Instruksi dan Ketentuan => Susun baris-baris catatan dari awal sampai dengan baris yang memuat "pixel 250 109" sebagai daftar JSON berisi string, satu string untuk setiap baris, tanpa baris kosong. Sertakan hanya baris-baris tersebut.

==== Daftar Catatan ====

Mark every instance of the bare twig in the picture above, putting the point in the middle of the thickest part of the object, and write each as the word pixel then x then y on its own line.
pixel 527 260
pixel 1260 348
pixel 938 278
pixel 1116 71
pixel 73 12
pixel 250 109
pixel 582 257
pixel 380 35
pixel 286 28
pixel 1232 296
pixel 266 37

====

Penyelesaian Lengkap =>
[
  "Mark every instance of the bare twig in the picture above, putting the point in the middle of the thickest part of the object, and write each as the word pixel then x then y on its own line.",
  "pixel 527 260",
  "pixel 1260 348",
  "pixel 938 278",
  "pixel 1116 71",
  "pixel 73 12",
  "pixel 250 109"
]